● Source data:
- - - - - - -

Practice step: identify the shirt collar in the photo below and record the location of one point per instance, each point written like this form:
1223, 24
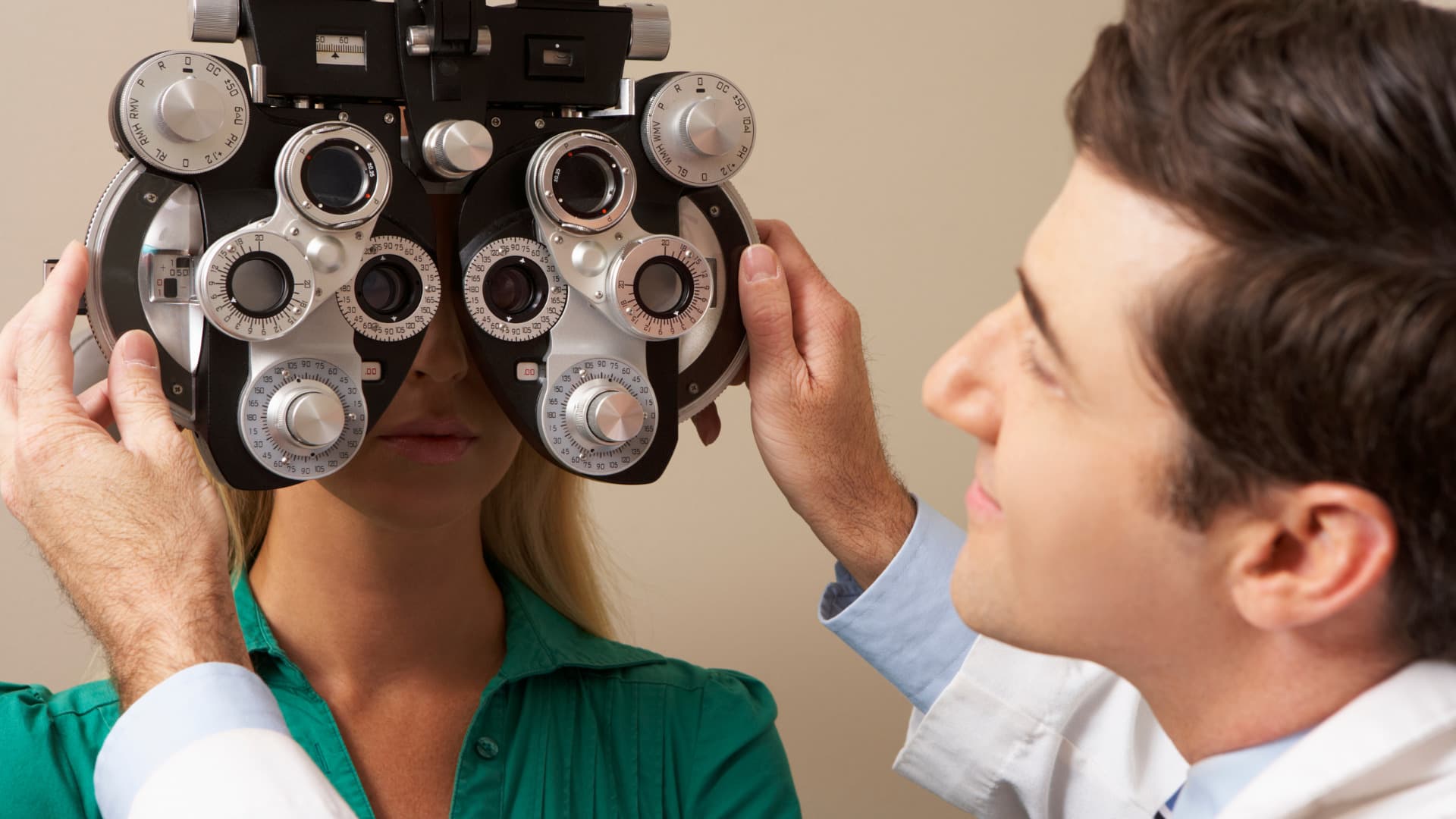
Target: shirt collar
1215, 781
538, 637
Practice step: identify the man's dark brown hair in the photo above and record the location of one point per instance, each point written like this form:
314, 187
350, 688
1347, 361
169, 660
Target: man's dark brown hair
1316, 142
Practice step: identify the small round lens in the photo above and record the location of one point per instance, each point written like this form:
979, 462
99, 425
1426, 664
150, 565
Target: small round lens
337, 177
259, 286
383, 289
585, 184
664, 287
510, 290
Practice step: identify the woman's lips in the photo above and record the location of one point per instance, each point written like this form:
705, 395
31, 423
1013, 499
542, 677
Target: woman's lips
982, 504
430, 449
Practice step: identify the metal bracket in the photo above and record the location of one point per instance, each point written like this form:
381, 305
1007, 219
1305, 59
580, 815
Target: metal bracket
626, 102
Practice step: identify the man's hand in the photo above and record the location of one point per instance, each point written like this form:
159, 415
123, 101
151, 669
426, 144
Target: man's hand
813, 411
134, 531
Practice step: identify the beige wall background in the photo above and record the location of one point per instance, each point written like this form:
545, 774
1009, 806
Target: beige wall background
912, 145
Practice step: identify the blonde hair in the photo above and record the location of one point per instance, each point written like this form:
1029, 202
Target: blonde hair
535, 523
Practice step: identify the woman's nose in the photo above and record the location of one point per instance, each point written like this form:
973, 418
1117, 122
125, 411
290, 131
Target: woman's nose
967, 385
443, 354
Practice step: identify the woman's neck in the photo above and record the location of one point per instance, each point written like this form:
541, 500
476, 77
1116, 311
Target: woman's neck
360, 607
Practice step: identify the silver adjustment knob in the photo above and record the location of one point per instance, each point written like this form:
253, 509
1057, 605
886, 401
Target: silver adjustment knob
308, 414
651, 31
606, 414
711, 127
216, 20
456, 149
191, 110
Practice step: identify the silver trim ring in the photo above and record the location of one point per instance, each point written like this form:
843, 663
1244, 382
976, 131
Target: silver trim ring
541, 187
290, 174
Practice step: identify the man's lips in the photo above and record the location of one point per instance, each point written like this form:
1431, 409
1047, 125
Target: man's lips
981, 503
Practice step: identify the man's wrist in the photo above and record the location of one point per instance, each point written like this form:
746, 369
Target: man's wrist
165, 640
867, 535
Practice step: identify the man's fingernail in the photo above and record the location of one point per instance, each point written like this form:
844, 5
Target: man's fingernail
134, 350
761, 262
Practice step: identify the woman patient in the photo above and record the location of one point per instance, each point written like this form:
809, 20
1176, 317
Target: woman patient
435, 630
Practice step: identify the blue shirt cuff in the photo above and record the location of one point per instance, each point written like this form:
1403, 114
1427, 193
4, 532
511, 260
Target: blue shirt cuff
905, 624
188, 706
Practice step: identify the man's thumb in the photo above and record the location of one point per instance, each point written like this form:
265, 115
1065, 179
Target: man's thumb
767, 311
137, 401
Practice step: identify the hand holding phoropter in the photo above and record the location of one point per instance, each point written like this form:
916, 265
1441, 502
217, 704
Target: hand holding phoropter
813, 413
134, 531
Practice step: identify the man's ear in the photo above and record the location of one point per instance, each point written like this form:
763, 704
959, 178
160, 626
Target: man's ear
1312, 553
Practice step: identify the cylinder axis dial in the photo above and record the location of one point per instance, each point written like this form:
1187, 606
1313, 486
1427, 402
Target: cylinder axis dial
182, 112
601, 417
514, 290
661, 287
397, 292
255, 286
699, 130
303, 419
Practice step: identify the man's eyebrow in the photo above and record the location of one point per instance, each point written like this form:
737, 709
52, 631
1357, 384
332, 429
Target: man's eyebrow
1038, 316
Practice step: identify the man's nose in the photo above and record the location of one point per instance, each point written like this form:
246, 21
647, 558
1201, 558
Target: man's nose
443, 354
967, 385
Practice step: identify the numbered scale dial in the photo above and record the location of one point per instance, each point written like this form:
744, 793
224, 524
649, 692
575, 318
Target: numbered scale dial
397, 292
663, 286
255, 286
601, 417
514, 290
699, 130
182, 112
303, 419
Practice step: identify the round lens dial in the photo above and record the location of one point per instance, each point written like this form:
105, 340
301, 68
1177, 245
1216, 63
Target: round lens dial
397, 292
513, 290
661, 287
255, 286
592, 407
303, 419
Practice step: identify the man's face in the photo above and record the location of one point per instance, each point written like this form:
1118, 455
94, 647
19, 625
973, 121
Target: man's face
1069, 550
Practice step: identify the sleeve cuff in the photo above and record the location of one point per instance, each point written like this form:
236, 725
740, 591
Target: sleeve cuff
188, 706
905, 624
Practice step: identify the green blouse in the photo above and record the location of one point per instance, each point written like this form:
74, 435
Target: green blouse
573, 726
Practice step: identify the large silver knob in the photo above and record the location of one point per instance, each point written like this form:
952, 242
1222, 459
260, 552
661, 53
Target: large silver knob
308, 414
456, 149
191, 110
606, 414
216, 20
651, 31
711, 127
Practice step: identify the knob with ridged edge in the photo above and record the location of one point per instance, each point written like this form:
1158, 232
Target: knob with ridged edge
216, 20
651, 31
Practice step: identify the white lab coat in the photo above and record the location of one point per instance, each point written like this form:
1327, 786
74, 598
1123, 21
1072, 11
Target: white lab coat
1021, 735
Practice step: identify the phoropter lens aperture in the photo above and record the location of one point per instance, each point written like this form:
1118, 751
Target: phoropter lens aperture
587, 183
388, 289
664, 287
338, 177
259, 286
516, 289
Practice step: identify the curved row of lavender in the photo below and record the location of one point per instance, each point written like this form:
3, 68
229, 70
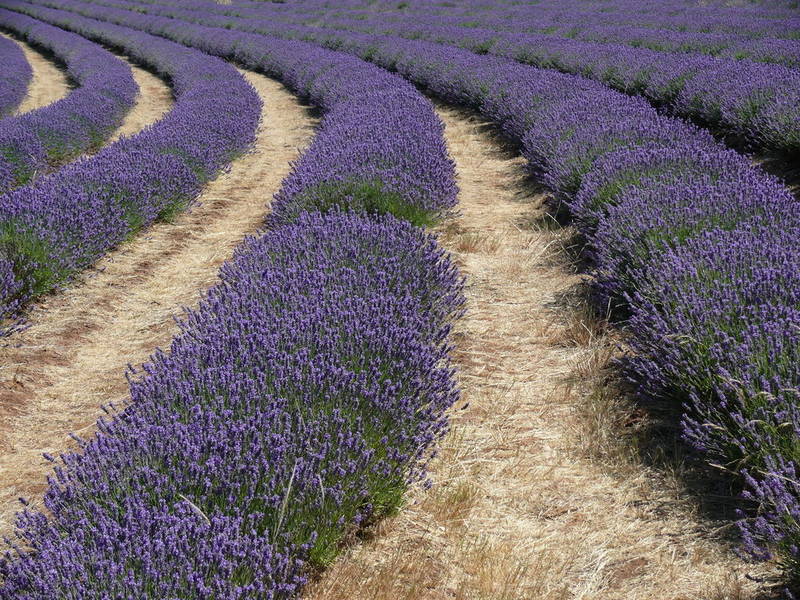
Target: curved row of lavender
579, 21
43, 139
301, 399
587, 22
64, 221
397, 164
15, 76
696, 240
753, 102
303, 396
759, 103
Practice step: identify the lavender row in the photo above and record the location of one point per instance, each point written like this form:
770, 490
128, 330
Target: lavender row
63, 222
301, 399
598, 23
757, 103
14, 78
749, 21
762, 109
696, 240
303, 396
395, 159
44, 139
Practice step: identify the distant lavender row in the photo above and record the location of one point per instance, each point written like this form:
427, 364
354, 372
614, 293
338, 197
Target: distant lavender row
581, 22
751, 20
65, 221
691, 235
43, 139
759, 103
395, 159
14, 78
306, 392
301, 399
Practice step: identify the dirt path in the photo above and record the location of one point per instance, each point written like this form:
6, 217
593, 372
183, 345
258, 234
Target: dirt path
48, 84
73, 357
519, 508
153, 101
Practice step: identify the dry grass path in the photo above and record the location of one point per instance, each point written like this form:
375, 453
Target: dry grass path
48, 84
154, 100
521, 506
55, 375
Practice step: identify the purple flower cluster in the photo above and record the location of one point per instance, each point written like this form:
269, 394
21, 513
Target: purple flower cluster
394, 158
65, 221
301, 399
43, 139
695, 239
14, 78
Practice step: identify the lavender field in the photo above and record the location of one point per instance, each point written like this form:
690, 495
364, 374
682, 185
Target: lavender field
447, 299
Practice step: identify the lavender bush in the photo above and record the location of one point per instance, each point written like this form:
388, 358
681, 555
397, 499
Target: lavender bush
44, 139
15, 77
394, 160
65, 221
301, 399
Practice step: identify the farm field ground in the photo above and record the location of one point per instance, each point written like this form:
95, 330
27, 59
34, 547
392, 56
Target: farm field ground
123, 309
48, 84
453, 300
523, 503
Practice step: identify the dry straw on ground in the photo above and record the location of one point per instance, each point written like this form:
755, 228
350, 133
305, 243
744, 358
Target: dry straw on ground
55, 375
534, 496
48, 84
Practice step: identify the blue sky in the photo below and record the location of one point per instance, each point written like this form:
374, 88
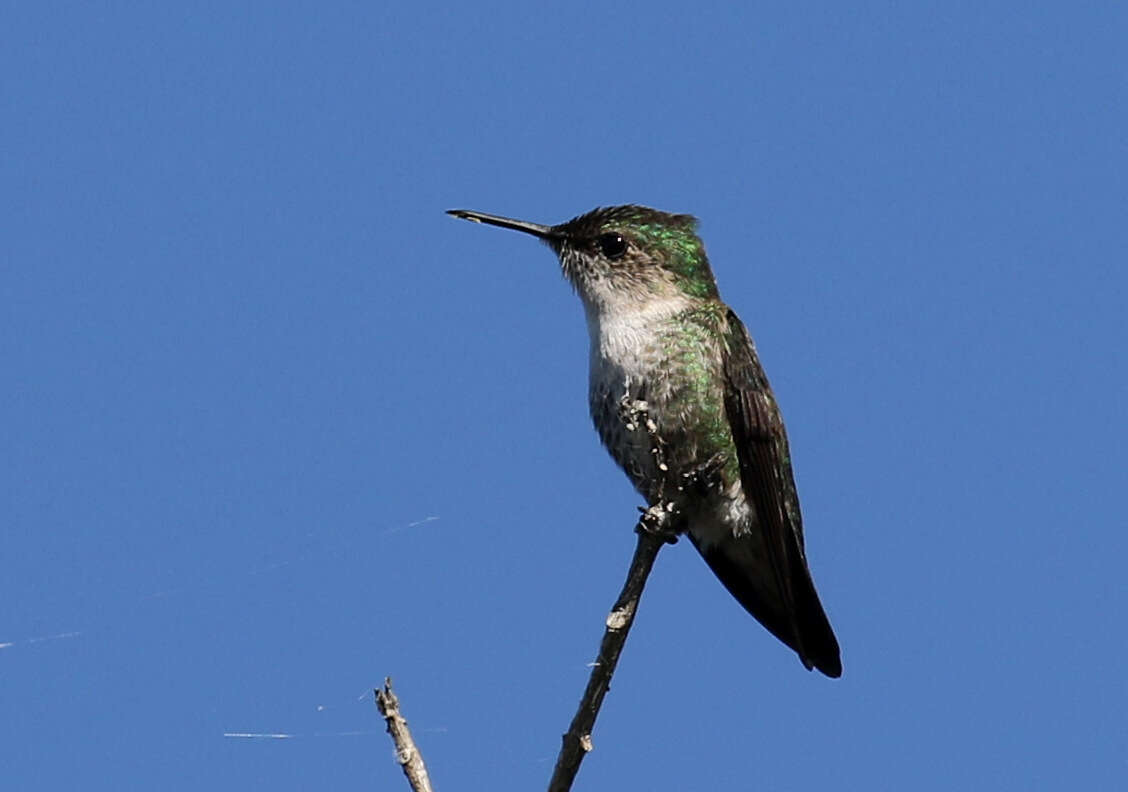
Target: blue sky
275, 427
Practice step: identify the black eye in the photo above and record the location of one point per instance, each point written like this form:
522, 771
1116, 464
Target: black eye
611, 245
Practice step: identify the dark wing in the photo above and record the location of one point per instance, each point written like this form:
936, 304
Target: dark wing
794, 615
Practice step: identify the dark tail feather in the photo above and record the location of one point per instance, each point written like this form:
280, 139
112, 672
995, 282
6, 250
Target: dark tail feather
757, 591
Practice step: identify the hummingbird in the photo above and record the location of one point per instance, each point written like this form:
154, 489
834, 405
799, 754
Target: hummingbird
664, 346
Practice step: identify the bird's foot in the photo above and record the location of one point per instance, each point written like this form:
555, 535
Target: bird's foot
660, 520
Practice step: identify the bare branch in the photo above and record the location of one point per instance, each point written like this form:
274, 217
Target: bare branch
578, 738
407, 755
655, 528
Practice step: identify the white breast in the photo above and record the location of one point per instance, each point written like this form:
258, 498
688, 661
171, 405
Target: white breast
624, 336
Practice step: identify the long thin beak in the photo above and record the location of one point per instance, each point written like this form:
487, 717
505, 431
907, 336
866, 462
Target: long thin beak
546, 232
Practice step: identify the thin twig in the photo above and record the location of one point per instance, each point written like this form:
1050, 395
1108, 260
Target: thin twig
407, 755
654, 529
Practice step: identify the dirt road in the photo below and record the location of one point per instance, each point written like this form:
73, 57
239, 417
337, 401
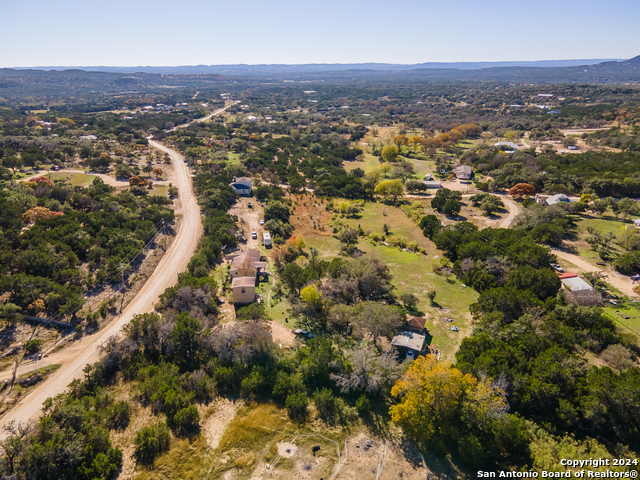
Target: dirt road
513, 208
620, 282
165, 275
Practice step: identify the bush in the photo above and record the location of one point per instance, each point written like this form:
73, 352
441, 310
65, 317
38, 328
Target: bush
628, 263
118, 415
32, 346
187, 420
363, 406
297, 404
325, 404
151, 441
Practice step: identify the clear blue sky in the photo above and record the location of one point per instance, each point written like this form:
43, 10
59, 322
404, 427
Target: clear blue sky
191, 32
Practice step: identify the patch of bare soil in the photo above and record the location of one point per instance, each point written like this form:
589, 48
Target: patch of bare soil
310, 216
248, 219
281, 334
214, 426
372, 459
287, 450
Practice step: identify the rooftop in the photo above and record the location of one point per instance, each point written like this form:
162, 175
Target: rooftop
247, 258
243, 282
462, 169
242, 180
416, 322
413, 341
576, 284
560, 197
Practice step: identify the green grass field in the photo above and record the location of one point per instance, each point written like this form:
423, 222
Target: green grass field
75, 179
234, 158
412, 273
626, 325
369, 163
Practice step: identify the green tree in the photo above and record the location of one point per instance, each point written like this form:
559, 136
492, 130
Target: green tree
151, 441
390, 153
390, 189
430, 225
297, 404
185, 338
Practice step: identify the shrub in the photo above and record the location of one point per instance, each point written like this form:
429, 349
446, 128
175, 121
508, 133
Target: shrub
325, 404
118, 414
187, 420
363, 405
297, 404
151, 441
32, 346
628, 263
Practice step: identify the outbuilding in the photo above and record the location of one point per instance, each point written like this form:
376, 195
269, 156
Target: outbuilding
242, 185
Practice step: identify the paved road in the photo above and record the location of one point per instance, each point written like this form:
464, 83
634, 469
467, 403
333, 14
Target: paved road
108, 179
165, 275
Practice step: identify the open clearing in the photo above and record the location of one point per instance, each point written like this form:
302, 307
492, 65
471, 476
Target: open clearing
412, 272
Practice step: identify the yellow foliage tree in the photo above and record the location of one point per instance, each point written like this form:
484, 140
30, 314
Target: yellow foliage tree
434, 395
390, 188
390, 153
400, 140
311, 296
38, 213
385, 168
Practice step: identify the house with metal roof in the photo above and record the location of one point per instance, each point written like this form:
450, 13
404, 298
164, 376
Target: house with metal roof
573, 282
411, 340
242, 185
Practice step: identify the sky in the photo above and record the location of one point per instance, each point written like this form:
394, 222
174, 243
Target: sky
213, 32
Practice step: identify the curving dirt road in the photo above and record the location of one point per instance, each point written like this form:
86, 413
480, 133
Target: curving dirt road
165, 275
513, 208
620, 282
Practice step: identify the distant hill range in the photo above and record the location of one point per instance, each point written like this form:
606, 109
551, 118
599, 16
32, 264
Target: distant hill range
56, 81
242, 69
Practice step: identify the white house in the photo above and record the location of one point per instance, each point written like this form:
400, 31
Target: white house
241, 185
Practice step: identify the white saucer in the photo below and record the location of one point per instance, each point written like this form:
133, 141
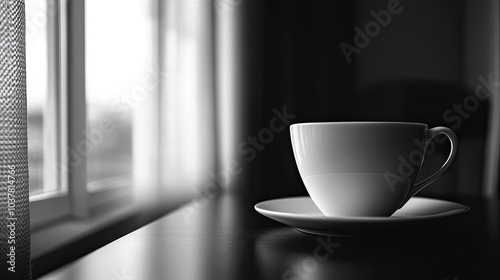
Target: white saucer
302, 213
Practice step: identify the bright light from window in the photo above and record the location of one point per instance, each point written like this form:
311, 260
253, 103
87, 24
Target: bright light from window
118, 46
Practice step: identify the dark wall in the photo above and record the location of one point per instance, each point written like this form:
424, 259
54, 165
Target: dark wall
412, 70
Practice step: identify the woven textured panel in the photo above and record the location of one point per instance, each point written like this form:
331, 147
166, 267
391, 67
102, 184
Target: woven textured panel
14, 190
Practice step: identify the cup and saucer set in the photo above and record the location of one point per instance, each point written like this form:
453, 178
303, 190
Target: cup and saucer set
360, 177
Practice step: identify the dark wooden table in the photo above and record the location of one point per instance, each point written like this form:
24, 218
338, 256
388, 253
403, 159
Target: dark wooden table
227, 239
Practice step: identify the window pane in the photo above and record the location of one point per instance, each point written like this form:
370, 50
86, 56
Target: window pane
36, 86
117, 51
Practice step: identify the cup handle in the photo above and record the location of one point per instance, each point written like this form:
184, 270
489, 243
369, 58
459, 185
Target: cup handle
431, 133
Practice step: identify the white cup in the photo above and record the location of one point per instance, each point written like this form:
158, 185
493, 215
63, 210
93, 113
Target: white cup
364, 168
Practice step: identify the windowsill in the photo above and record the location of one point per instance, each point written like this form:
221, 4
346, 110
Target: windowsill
58, 243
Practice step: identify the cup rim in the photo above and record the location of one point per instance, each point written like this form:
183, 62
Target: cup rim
358, 122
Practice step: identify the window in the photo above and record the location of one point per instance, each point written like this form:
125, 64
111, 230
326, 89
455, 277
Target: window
117, 141
118, 54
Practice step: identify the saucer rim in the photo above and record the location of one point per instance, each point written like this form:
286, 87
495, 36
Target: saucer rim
319, 217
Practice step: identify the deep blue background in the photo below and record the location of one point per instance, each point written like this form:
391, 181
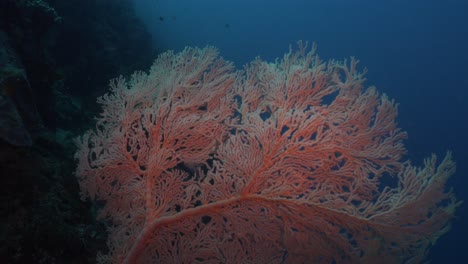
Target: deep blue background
416, 52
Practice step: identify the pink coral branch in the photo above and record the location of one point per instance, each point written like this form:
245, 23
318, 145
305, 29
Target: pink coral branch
283, 162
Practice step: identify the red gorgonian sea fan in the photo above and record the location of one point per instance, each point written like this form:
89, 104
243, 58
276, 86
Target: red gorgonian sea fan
285, 162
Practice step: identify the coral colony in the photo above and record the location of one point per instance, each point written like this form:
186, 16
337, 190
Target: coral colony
286, 162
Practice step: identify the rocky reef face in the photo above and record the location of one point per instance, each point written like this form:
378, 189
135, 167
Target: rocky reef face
56, 57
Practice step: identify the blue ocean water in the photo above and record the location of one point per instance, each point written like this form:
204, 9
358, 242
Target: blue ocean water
415, 51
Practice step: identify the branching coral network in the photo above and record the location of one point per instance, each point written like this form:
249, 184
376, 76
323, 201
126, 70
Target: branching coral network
284, 162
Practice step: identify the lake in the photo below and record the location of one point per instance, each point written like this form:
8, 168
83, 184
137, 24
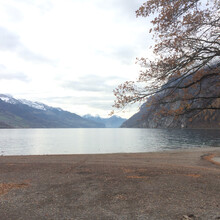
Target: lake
99, 140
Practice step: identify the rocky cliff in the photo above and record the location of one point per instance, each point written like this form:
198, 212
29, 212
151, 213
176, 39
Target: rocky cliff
150, 116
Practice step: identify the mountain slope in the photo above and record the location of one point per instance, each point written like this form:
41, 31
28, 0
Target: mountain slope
26, 114
151, 117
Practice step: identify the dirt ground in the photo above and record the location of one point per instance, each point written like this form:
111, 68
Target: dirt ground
167, 185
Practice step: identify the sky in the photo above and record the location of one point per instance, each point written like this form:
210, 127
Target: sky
71, 53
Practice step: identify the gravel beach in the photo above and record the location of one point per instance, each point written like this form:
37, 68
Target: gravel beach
182, 184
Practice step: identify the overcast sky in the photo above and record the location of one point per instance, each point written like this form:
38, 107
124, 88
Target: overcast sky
70, 53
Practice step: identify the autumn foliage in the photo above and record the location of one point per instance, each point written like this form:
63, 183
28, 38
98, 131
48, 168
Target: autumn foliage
187, 52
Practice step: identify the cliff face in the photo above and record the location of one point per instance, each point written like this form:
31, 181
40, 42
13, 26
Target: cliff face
151, 117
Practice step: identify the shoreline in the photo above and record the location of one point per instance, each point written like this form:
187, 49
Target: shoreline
152, 185
193, 149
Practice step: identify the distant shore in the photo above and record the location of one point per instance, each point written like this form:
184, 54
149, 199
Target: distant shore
167, 185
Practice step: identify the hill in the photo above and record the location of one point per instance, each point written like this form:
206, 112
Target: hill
16, 113
150, 116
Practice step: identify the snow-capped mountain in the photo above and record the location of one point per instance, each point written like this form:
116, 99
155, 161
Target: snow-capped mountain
37, 105
20, 113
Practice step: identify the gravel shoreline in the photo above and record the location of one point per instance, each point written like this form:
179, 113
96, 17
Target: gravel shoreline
173, 185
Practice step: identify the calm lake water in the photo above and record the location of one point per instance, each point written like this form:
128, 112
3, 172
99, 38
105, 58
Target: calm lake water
89, 141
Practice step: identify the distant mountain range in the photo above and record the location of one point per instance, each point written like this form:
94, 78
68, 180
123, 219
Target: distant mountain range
20, 113
112, 122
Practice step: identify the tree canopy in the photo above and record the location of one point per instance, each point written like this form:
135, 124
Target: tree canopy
187, 51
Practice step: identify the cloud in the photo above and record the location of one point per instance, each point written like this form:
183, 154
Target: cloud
13, 13
126, 8
5, 75
10, 41
92, 83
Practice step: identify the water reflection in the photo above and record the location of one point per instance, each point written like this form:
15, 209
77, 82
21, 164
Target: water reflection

- - - - - - -

● Required action: Among the entries above, locate the lines containing "Practice step: identify the cloud" and "Practice step: identify the water", and transcribe exactly those two lines and all lines between.

● Output for this exercise:
Practice step: identify the cloud in the photo above and record the location of one point per instance, each point written like this form:
183, 154
Target: cloud
13, 13
126, 8
5, 75
10, 41
92, 83
Practice step: identify the water reflection in the photo above and record the location of one point per instance, each point written like this form:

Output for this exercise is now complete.